- DOCUMENT EXTRACT
Phase 5 — Git service split

  • ✅ Genuine, large progress. 16 new git/*.ts modules with colocated specs. The split is the cleanest piece of work in the branch.
  • ⚠️ git-worktree-service.ts is still 715 LOC. The God service is shrinking but not yet broken into the 5–7 modules of §4.5 (status, worktrees, diff, staging, remote). It currently delegates rather than disappears.

Phase 6 — Renderer decomposition

  • ✅ Many new modules: left-sidebar-*, git-panel-*, chat-thread-*, workspace-shell-*, workspace-session-store-*. All have colocated tests.
  • ⚠️ left-sidebar-workspace-tree.tsx is 542 LOC, exceeding the 200-LOC component limit in §2.1. One of the new files immediately violates the new rule.
  • ⚠️ workspace-shell.tsx reduction not yet at target (search-replace-panel.tsx is 525 LOC, command-palette 484 LOC, terminal.tsx 499 LOC, code-block.tsx 566 LOC — all unchanged, all over the limit).
  • ⚠️ §4.6.5 ("Kill getState()-in-render"): app.tsx:50, 60, 63, 84 still call sessionStore.getState() from inside React.useMemo callbacks. They are invoked at event time via getActiveSession/applyRestoredSession getters, which is the legitimate pattern. So this is closer to "OK in practice but ugly", not a stale-read bug. Worth a follow-up to lift these into the store with selectors.

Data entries
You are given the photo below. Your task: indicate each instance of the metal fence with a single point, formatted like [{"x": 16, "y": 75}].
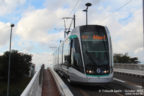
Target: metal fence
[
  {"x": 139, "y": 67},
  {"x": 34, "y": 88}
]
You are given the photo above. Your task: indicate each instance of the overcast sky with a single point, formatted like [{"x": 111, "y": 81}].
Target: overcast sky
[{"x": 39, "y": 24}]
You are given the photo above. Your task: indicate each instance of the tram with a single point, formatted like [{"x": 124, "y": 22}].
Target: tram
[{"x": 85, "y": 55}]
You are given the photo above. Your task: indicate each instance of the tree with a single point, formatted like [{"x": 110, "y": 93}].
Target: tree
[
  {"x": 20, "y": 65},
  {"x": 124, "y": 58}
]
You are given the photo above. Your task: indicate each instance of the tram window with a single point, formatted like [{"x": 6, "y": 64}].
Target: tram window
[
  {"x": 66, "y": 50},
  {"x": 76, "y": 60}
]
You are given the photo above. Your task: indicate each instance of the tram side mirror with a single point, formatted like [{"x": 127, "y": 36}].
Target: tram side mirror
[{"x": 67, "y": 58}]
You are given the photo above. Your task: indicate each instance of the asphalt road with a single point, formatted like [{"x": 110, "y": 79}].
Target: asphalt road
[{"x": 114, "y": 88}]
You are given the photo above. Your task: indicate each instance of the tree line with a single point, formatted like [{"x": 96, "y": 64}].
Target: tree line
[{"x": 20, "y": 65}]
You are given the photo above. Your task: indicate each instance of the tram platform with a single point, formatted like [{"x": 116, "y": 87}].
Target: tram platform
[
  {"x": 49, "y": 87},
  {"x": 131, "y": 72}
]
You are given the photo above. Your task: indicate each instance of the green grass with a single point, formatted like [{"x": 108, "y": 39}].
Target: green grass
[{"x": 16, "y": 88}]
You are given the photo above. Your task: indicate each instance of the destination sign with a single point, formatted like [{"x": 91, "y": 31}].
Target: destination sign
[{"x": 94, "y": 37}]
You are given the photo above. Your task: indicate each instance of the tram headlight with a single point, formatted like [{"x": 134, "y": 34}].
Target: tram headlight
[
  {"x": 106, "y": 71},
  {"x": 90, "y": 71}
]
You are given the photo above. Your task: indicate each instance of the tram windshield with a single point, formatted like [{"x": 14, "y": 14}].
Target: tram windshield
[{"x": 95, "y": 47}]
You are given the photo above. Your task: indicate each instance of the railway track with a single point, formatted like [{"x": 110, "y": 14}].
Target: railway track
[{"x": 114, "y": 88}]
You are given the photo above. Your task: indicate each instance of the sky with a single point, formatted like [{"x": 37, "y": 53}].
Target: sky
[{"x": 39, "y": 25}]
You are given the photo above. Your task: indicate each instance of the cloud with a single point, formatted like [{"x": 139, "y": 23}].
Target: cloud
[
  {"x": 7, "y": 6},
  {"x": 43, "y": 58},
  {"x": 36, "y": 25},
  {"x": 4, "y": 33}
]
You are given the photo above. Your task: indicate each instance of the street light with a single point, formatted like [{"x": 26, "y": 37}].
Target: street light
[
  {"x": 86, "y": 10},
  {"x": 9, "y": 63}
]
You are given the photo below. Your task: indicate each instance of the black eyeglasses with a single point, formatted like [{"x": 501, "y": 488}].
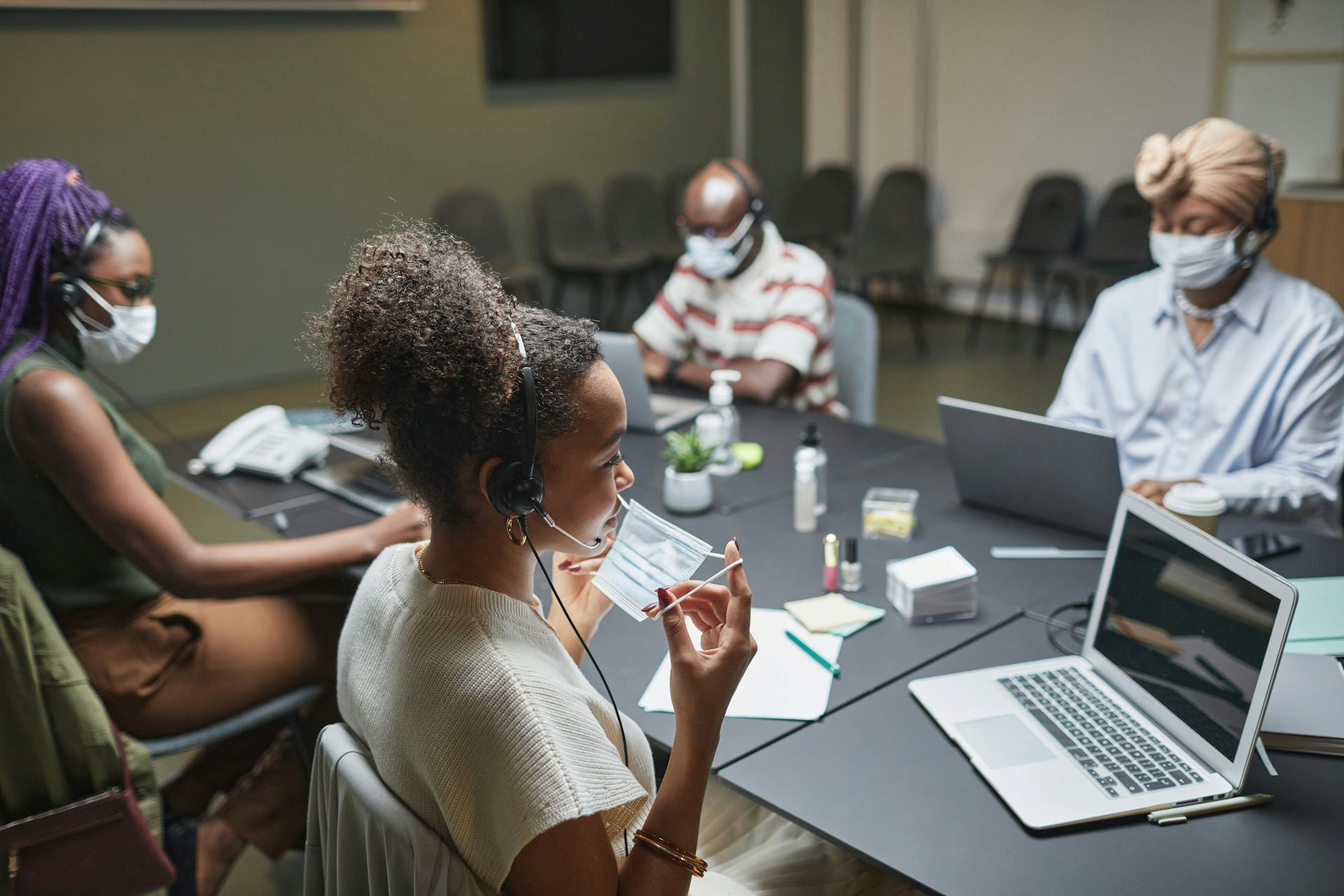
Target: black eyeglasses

- ACTIONS TO TAKE
[1] Answer these questions about the refactor review notes:
(a) How many lines of code is git-worktree-service.ts still?
(b) What line limit for components does §2.1 set?
(c) Which lines of app.tsx still call sessionStore.getState()?
[2] Pick up the refactor review notes after their last point and keep writing.

- RESULTS
[1]
(a) 715 lines.
(b) 200 lines.
(c) Lines 50, 60, 63 and 84.

[2]
Phase 7 — UI package design system

  • packages/ui/src/styles/{tokens.css,fonts.css} added; shared Button promoted.
  • ⚠️ Tokens file exists but renderer-side usage and ad-hoc hex/px elimination is not audited.
  • ⚠️ Skeletons (boneyard-js) standardization not visible in diff.

Phase 8 — Agent host tidy

  • ✅ Massive split done well: agent-feed decomposed into agent-feed-{live-state,live,transcript,types}.ts; pi-cli-rpc-* and pi-sdk-* each split into 6–8 focused modules with specs. This is clean work.
  • ⚠️ Session-server / utility-process unification (§4.8 step 3) not addressed.

Phase 9 — Enforcement

  • scripts/check-import-boundaries.mjs exists, runs clean, is wired as lint:imports.

  • .githooks/pre-commit + scripts/pre-commit.mjs tracked.

  • ✅ Real bundle and startup budget scripts (verified above).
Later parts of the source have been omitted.